Extract -
------
Your Startup Needs Financial Planning Now

Brock Benefiel
Your Startup Financial Planning
Unlock your investor relationships. Try Visible for free for 14 days.
Start your free trial

Your Startup Financial Planning

Financial planning for your startup is a real buzzkill. It’s a long, potentially arduous process that can feel like a gigantic distraction from the actual work needed to make your company grow. Not to mention the plans that founders create that end up closer to WAGs – wild assed guesses –than accurate plans.

But overlooking the importance of financial planning will cause major damage to your company. And if you’re only working on your plan once a year, you’re already doing it wrong. Your annual plan needs to be reviewed every month and possibly readjusted after every quarter. By reevaluating your financials every three months and checking in regularly, you’re performing maintenance on your startup—finding the weak parts of your business and testing your assumptions from the previous year. This is good discipline for any startup CEO.

Establish rigorous financial planning in your business and you’ll better understand how your unit economics are trending, whether headcount projections have created the expected outcome and what’s needed in the next few quarters to stay on track. In the early days it may be exhausting to reassess every quarter, but in the long-run you’ll be building a stronger business.

Tomasz Tunguz recommends creating and sharing two different financial plans every quarter with both the board and your company. The board plan includes the projections that you have 90 percent confidence in executing. With your board plan, you’re making a predictable commitment so you’re not over promising results, but still getting everyone on board in the room that the company is producing real growth. It’s the management team that will bear the responsibility if this plan goes awry, so setting responsible projections is essential.

Tunguz also advocates for a company plan that includes the goals you have 70 percent confidence in achieving. This should be broader, more ambitious and include the individual goals of each team. Your company plan is your reach plan, which helps fire up your troops to do more without applying too much pressure if you fall short. Every company plan should also help you measure department performance and reveal any under performing parts of the team.

The plan should be as detailed as possible so you understand the underlying factors of your business model. If your plan is just a sales number, that won’t show you where you need to improve or where your assumptions may be wildly off. Break out the plan into your different channels and show the key metrics for each. Whether it’s your cost per acquisition, number of marketing leads or customer lifetime value, it’s essential to have everything regularly measured to know if something is going wrong.
------
[Excerpts of pointing data]
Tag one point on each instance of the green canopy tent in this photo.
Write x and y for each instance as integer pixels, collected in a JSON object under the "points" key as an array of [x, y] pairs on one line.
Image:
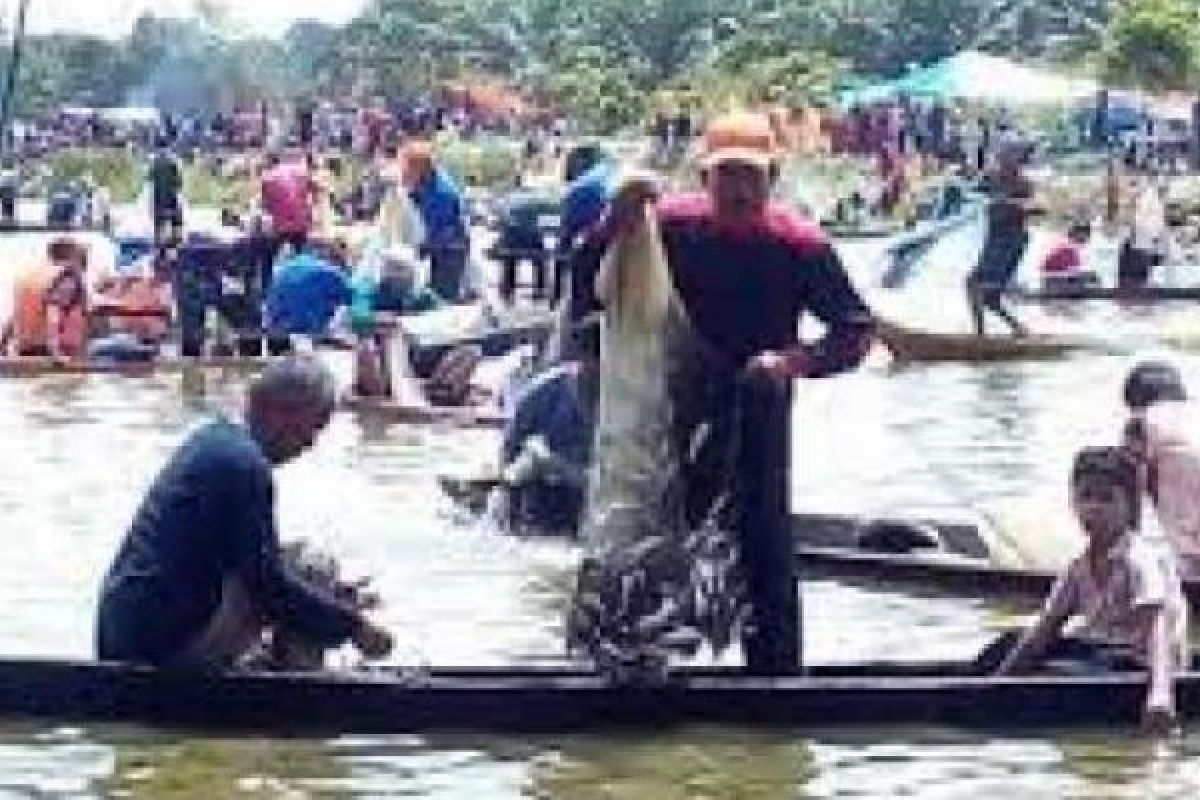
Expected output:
{"points": [[979, 77]]}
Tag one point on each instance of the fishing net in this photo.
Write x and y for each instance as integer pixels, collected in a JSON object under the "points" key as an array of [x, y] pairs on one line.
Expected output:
{"points": [[659, 579]]}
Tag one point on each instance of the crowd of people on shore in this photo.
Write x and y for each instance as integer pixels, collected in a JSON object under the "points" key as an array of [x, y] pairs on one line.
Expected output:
{"points": [[202, 571]]}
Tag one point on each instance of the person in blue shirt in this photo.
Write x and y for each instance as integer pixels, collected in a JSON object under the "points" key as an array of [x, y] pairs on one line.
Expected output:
{"points": [[547, 443], [591, 181], [306, 292], [199, 576], [443, 212], [522, 238]]}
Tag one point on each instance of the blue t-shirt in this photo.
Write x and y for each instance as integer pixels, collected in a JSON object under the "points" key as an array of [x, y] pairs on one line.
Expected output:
{"points": [[439, 202], [305, 294], [586, 200], [550, 408], [209, 516]]}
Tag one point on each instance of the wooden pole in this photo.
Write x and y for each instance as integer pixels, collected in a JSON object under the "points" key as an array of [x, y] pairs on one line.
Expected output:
{"points": [[10, 89]]}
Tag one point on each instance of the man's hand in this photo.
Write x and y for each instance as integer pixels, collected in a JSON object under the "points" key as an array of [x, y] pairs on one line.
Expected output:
{"points": [[372, 641], [779, 366]]}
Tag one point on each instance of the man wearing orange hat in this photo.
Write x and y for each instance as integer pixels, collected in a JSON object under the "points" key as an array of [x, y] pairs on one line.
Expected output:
{"points": [[745, 270], [441, 204]]}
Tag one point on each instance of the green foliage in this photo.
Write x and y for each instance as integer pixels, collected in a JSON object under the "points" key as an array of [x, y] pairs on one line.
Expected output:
{"points": [[1152, 43], [484, 161], [114, 169]]}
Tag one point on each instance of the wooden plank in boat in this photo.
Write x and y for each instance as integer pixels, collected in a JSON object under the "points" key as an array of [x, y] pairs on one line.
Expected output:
{"points": [[567, 701], [388, 410], [868, 230], [35, 366], [921, 347]]}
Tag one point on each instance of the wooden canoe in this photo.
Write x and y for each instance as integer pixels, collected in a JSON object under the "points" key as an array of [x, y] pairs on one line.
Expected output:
{"points": [[563, 699], [390, 411], [922, 347], [36, 366], [1145, 295]]}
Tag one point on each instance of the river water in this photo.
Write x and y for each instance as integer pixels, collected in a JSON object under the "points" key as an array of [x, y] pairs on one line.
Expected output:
{"points": [[964, 441]]}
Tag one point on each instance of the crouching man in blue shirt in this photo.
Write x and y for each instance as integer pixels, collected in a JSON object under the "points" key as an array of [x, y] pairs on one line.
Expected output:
{"points": [[199, 576], [547, 444]]}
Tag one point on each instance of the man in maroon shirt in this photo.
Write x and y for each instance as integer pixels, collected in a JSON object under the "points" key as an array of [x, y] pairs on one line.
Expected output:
{"points": [[747, 270], [288, 191]]}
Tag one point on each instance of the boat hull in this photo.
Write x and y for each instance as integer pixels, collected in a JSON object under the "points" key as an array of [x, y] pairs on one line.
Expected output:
{"points": [[564, 701]]}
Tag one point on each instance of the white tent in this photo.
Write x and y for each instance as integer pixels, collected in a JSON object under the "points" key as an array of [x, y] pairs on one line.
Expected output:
{"points": [[981, 77]]}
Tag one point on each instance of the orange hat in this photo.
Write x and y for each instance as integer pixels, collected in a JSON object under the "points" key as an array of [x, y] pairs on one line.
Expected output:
{"points": [[418, 152], [741, 137]]}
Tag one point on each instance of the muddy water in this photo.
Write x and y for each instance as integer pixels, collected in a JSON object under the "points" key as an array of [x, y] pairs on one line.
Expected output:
{"points": [[77, 452]]}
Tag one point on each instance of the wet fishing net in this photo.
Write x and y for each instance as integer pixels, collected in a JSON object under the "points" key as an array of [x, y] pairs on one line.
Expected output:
{"points": [[660, 579]]}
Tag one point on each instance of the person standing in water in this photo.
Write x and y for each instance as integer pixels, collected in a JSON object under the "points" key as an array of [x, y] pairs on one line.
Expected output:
{"points": [[443, 212], [166, 191], [747, 270], [1006, 239], [1162, 435]]}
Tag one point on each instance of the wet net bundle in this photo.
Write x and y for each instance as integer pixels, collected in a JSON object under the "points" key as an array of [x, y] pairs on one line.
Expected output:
{"points": [[659, 579]]}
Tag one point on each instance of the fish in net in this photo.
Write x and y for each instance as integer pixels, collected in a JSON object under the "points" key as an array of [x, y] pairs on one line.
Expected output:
{"points": [[660, 578]]}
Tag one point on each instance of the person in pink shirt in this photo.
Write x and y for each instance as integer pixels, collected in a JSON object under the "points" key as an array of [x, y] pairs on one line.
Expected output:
{"points": [[1063, 266], [1163, 435], [288, 193], [1121, 597]]}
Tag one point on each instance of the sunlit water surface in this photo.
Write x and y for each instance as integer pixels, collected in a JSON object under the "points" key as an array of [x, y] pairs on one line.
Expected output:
{"points": [[965, 441]]}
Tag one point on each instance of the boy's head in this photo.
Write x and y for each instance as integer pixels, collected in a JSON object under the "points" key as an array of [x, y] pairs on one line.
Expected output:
{"points": [[1105, 491], [1079, 233], [1153, 382]]}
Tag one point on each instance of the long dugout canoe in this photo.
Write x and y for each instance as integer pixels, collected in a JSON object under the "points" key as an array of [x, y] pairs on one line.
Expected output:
{"points": [[827, 546], [427, 350], [922, 347], [561, 699]]}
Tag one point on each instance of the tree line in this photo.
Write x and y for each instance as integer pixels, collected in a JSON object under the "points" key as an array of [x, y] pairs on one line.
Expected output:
{"points": [[607, 62]]}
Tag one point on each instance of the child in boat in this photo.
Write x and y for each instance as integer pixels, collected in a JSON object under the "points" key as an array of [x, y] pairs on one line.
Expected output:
{"points": [[1122, 593], [1163, 438], [1063, 265]]}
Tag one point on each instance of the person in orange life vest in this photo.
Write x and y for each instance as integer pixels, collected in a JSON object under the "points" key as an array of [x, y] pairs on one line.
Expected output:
{"points": [[49, 306]]}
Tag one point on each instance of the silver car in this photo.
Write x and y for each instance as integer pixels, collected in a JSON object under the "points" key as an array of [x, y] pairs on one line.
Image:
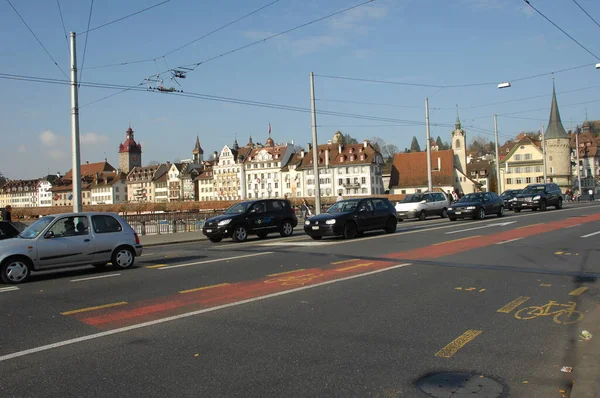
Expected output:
{"points": [[68, 240]]}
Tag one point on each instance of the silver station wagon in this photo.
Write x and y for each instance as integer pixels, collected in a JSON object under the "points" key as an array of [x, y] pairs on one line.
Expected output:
{"points": [[69, 240]]}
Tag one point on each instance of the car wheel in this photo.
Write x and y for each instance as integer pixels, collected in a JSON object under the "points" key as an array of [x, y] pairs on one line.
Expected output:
{"points": [[501, 212], [559, 204], [390, 225], [15, 270], [240, 233], [481, 213], [350, 230], [286, 229], [123, 257]]}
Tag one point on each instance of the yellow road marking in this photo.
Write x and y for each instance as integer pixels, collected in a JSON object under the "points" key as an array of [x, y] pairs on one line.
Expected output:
{"points": [[578, 291], [507, 309], [203, 288], [155, 266], [345, 261], [97, 307], [456, 240], [457, 344], [354, 266], [286, 272]]}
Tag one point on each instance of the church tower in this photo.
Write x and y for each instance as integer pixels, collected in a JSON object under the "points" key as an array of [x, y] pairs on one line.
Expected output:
{"points": [[130, 153], [198, 152], [558, 151]]}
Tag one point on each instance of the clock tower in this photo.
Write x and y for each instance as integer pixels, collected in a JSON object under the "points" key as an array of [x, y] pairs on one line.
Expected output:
{"points": [[130, 153]]}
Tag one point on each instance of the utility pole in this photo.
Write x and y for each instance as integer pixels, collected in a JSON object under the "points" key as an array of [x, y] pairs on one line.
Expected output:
{"points": [[499, 180], [76, 177], [428, 143], [315, 146], [544, 153]]}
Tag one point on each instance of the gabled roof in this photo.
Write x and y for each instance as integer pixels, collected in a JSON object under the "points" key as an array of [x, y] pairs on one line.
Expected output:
{"points": [[412, 169]]}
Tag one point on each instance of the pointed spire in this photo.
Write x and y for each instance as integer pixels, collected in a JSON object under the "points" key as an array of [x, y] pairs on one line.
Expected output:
{"points": [[555, 128]]}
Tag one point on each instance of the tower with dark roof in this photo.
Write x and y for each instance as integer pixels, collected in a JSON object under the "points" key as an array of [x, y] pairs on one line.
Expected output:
{"points": [[130, 153], [558, 151]]}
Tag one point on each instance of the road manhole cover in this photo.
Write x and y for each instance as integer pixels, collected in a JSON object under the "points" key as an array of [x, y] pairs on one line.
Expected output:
{"points": [[454, 384]]}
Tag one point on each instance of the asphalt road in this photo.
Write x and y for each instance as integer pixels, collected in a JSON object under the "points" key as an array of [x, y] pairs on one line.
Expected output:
{"points": [[278, 317]]}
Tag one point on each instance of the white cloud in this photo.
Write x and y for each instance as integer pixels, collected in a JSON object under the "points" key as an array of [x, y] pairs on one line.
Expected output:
{"points": [[48, 137], [92, 139]]}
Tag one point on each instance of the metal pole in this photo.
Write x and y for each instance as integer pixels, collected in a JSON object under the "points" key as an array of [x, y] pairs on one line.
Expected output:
{"points": [[76, 176], [577, 168], [428, 143], [499, 180], [544, 153], [315, 146]]}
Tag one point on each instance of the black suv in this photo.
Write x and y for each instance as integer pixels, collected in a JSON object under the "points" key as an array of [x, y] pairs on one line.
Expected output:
{"points": [[256, 217], [539, 196]]}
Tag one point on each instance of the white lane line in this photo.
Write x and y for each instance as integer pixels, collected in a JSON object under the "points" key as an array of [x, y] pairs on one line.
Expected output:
{"points": [[592, 234], [186, 315], [94, 277], [214, 260], [508, 241]]}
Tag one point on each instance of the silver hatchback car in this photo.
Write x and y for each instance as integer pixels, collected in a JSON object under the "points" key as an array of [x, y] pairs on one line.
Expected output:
------
What needs to be done -
Please duplicate the passage of the startup financial planning article between "The plan should" and "is going wrong.", inclusive. These records were taken from a separate source.

Problem solution -
The plan should be as detailed as possible so you understand the underlying factors of your business model. If your plan is just a sales number, that won’t show you where you need to improve or where your assumptions may be wildly off. Break out the plan into your different channels and show the key metrics for each. Whether it’s your cost per acquisition, number of marketing leads or customer lifetime value, it’s essential to have everything regularly measured to know if something is going wrong.